:: EXERCISE DIRECTIONS ::
Once the line with "Each <instance> block calls" is found in the data, output it and each following line exactly, up to and including the line with "1H6L1 82L7 74L29", and nothing before or after.

***** WORKING DATA

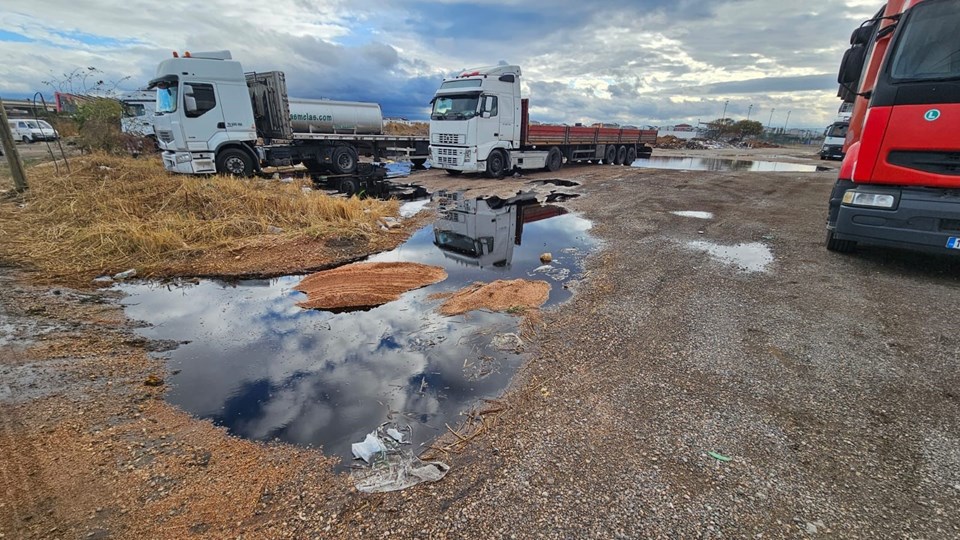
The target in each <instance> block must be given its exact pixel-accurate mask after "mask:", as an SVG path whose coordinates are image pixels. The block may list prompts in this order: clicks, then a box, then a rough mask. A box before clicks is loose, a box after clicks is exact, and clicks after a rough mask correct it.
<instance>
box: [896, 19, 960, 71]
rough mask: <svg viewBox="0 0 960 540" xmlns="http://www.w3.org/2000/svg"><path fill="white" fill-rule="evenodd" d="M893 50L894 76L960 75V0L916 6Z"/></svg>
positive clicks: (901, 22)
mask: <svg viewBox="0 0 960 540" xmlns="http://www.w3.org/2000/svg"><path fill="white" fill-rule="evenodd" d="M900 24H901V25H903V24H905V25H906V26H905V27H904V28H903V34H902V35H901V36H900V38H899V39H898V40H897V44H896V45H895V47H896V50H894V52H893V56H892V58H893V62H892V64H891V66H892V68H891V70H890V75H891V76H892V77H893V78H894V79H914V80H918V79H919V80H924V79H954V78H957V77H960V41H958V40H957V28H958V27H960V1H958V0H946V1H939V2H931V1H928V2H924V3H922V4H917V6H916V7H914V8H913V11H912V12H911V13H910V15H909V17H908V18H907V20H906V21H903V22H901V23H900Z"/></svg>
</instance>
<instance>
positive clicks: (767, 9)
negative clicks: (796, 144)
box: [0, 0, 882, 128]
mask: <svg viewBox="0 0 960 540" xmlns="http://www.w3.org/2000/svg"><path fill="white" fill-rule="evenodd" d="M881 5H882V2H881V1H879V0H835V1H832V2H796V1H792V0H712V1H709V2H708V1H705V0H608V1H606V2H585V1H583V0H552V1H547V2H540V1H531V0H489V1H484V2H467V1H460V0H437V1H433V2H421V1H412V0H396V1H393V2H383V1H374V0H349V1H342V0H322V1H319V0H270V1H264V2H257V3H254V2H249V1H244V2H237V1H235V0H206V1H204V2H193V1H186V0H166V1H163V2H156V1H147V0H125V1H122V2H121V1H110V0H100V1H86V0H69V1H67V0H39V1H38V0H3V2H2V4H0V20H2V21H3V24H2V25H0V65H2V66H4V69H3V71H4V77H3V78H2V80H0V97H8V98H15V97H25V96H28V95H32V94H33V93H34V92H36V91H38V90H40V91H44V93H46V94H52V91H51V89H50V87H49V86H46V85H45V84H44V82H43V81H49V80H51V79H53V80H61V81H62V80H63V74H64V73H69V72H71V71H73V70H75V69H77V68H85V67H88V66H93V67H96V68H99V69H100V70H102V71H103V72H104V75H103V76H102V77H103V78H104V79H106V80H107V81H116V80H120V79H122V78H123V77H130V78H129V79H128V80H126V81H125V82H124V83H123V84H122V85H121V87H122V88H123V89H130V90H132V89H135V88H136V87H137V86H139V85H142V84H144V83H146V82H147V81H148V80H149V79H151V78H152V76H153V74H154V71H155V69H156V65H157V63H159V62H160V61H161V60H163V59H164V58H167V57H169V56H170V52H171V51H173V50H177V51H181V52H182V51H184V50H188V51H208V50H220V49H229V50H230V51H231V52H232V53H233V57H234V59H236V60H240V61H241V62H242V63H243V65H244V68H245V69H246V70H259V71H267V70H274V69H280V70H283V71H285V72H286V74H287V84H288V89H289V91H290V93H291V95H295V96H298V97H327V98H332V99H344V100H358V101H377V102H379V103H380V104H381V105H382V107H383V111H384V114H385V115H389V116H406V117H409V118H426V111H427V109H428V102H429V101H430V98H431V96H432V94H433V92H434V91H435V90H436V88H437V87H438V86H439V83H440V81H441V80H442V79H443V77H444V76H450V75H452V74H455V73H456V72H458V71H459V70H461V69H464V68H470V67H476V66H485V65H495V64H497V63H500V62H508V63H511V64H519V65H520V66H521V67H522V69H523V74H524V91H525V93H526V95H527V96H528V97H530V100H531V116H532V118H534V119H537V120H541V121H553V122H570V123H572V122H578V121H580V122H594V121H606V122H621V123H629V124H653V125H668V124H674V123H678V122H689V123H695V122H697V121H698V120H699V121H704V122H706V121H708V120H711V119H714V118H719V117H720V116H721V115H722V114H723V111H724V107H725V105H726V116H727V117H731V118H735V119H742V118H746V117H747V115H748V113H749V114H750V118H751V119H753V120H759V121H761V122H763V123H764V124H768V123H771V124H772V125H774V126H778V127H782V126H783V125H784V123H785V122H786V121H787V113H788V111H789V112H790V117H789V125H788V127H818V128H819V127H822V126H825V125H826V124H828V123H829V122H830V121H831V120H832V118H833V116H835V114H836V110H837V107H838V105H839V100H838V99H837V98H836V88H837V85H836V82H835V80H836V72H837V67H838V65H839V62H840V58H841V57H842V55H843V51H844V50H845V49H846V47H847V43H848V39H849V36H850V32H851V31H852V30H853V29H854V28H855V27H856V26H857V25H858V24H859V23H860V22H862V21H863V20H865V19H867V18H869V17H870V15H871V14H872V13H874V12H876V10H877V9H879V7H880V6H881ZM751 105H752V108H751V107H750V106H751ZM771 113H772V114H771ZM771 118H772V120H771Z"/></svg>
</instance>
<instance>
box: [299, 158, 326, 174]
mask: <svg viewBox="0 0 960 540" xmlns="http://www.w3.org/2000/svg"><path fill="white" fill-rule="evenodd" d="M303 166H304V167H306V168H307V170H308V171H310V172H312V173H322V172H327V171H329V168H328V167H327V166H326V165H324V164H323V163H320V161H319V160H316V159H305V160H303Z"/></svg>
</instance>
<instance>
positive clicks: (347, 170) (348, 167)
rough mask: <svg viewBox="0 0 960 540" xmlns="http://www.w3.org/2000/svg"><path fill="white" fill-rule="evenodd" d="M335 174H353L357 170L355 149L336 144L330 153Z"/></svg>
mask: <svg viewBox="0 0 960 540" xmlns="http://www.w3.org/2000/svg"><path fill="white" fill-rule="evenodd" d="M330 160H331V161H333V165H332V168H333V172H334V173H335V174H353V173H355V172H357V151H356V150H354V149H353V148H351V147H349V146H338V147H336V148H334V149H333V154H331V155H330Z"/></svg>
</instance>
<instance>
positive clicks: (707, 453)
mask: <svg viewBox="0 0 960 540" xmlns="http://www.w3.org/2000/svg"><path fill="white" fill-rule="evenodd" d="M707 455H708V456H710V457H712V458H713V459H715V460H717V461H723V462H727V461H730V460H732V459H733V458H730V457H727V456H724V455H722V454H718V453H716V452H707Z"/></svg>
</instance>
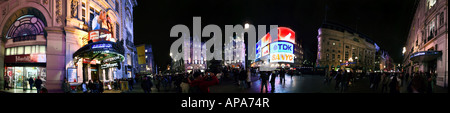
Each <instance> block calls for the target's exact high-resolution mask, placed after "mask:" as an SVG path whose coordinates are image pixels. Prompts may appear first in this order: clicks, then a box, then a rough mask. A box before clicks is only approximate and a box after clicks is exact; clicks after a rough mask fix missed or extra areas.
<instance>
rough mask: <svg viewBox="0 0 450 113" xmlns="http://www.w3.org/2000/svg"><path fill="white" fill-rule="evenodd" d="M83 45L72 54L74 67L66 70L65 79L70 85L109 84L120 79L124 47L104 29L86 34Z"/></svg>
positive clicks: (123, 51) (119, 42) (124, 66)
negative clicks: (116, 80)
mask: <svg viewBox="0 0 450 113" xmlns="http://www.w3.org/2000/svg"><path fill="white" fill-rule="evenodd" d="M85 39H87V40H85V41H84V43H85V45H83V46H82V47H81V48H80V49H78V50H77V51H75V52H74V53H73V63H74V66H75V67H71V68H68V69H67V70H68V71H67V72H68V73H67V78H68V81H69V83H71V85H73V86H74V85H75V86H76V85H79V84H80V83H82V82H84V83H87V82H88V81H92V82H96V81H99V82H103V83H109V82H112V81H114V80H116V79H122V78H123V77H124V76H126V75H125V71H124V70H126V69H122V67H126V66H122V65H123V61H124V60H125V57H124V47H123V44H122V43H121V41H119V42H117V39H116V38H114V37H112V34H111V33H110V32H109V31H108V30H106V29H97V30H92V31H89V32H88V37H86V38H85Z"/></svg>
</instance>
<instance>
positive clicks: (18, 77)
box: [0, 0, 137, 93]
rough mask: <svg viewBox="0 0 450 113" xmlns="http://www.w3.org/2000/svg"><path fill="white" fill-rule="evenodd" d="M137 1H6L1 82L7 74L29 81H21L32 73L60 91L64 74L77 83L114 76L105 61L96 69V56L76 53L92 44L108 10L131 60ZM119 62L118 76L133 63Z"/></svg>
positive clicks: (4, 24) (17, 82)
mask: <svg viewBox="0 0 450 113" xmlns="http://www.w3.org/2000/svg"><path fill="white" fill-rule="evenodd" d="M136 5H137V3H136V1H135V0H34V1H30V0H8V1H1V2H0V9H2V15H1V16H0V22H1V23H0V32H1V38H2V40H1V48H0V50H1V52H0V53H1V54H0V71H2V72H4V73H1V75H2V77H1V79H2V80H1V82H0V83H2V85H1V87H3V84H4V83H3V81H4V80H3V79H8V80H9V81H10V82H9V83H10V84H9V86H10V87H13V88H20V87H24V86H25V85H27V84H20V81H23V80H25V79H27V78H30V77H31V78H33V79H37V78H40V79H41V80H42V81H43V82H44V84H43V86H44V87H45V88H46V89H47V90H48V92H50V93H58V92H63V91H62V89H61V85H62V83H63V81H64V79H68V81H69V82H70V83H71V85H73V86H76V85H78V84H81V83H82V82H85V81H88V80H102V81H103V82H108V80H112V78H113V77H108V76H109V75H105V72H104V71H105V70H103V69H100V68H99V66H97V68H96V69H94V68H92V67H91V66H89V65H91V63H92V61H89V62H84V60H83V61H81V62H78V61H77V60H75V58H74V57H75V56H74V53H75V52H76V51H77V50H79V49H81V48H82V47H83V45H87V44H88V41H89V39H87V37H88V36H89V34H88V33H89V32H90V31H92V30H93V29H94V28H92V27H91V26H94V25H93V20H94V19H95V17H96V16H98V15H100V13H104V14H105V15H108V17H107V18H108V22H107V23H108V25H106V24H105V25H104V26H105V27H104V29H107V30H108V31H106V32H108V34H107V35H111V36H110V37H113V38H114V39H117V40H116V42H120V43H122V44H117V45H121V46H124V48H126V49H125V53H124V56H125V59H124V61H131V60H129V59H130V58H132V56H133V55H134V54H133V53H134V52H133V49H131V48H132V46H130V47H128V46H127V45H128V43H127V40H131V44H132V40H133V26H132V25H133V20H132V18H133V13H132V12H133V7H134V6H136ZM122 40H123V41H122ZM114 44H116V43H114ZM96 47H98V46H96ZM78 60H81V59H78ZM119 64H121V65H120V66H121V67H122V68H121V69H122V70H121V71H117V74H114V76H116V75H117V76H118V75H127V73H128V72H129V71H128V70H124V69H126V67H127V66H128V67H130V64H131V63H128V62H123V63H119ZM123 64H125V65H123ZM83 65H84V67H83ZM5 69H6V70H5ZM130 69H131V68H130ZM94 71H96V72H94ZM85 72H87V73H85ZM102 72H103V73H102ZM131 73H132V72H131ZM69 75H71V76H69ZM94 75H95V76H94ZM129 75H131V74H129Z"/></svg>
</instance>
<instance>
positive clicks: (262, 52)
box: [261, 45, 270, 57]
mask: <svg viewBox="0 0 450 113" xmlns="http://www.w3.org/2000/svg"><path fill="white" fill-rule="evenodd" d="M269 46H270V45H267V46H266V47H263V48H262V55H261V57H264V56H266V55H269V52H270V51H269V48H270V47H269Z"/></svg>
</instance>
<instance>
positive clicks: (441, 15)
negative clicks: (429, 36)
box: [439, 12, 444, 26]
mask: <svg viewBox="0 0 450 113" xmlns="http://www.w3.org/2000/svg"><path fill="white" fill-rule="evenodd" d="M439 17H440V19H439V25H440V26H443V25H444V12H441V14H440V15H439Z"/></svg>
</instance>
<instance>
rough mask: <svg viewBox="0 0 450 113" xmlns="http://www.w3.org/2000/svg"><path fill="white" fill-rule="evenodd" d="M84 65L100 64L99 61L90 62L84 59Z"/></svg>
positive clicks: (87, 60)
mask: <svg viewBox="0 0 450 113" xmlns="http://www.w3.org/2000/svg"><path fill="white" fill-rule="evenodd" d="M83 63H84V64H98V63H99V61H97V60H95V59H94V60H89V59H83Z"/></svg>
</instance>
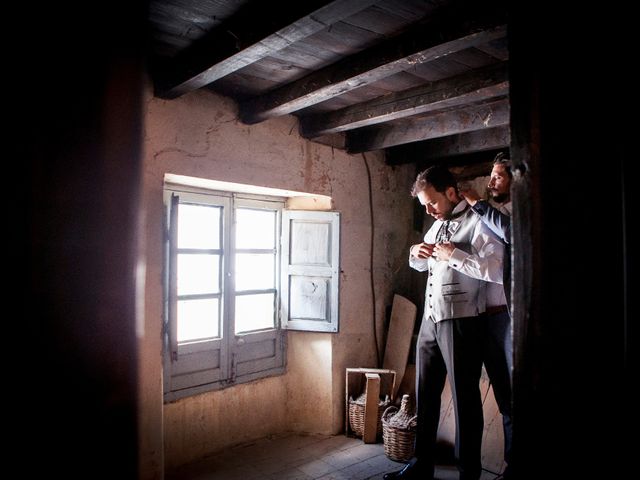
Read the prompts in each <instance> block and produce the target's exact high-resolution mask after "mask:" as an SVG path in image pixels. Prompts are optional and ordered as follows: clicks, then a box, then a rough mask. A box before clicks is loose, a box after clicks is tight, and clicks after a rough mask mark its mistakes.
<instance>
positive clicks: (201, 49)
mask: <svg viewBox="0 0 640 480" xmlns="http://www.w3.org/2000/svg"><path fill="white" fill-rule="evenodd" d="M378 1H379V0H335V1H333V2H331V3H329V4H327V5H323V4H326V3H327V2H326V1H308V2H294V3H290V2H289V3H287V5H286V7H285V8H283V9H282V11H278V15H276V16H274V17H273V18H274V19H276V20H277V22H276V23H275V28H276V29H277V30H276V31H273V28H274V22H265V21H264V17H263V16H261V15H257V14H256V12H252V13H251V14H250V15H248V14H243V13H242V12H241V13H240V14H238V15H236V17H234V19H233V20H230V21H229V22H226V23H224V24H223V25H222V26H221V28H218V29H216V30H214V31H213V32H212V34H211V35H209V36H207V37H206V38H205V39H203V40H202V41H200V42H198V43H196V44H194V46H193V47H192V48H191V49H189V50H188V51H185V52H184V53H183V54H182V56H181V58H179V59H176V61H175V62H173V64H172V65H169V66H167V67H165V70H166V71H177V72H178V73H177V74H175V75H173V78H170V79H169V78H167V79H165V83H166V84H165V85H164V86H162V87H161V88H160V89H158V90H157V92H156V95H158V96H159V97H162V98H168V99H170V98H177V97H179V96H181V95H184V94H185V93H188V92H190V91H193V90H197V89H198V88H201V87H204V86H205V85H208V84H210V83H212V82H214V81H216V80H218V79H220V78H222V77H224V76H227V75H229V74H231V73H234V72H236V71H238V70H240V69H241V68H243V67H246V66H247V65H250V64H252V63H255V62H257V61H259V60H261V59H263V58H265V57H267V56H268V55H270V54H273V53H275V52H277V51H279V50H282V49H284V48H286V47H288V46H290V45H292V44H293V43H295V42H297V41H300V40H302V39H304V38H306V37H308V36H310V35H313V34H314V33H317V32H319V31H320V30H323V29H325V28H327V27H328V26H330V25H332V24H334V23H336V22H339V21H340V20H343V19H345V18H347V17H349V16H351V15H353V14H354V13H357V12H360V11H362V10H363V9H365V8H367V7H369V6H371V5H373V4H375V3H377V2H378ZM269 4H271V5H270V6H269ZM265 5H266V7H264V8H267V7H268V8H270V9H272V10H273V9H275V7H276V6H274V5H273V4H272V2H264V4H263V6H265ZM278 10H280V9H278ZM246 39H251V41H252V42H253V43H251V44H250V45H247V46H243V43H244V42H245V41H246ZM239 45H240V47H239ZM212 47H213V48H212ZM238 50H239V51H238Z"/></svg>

**********

:: ANSWER SPACE ::
Each <instance> block calls for the target's exact high-resolution mask, placed after "mask:" as an SVG path whose coordinates are image pixels. Prompts may appear first in this order: clicks, then a box, then a rough mask. A box before clicks is only approximate and a box after clicks is exact; clicks after a rough mask fix missed or extra areas.
<instance>
rough mask: <svg viewBox="0 0 450 113" xmlns="http://www.w3.org/2000/svg"><path fill="white" fill-rule="evenodd" d="M83 45L72 54L74 67L66 70L65 79L70 85L109 84L120 79L124 47L104 29L86 34Z"/></svg>
positive clicks: (123, 51) (119, 42) (124, 66)
negative clicks: (116, 80)
mask: <svg viewBox="0 0 450 113" xmlns="http://www.w3.org/2000/svg"><path fill="white" fill-rule="evenodd" d="M85 39H87V40H85V41H84V43H85V45H83V46H82V47H81V48H80V49H78V50H77V51H75V52H74V53H73V63H74V66H75V67H71V68H68V69H67V70H68V71H67V72H68V73H67V78H68V81H69V83H71V85H73V86H74V85H75V86H76V85H79V84H80V83H82V82H84V83H87V82H88V81H92V82H96V81H99V82H103V83H109V82H112V81H114V80H116V79H122V78H123V77H124V76H126V75H125V71H124V70H126V69H122V67H126V66H122V65H123V61H124V60H125V57H124V47H123V44H122V43H121V41H119V42H117V39H116V38H114V37H112V34H111V33H110V32H109V31H108V30H106V29H97V30H92V31H89V32H88V37H86V38H85Z"/></svg>
</instance>
<instance>
positive clicks: (18, 77)
box: [0, 0, 137, 93]
rough mask: <svg viewBox="0 0 450 113" xmlns="http://www.w3.org/2000/svg"><path fill="white" fill-rule="evenodd" d="M137 1H6L1 82L7 74L29 81H21L32 73L60 91L64 74L77 83L114 76L105 61L96 69V56L76 53L92 44L108 10L131 60ZM119 62L118 76L133 63Z"/></svg>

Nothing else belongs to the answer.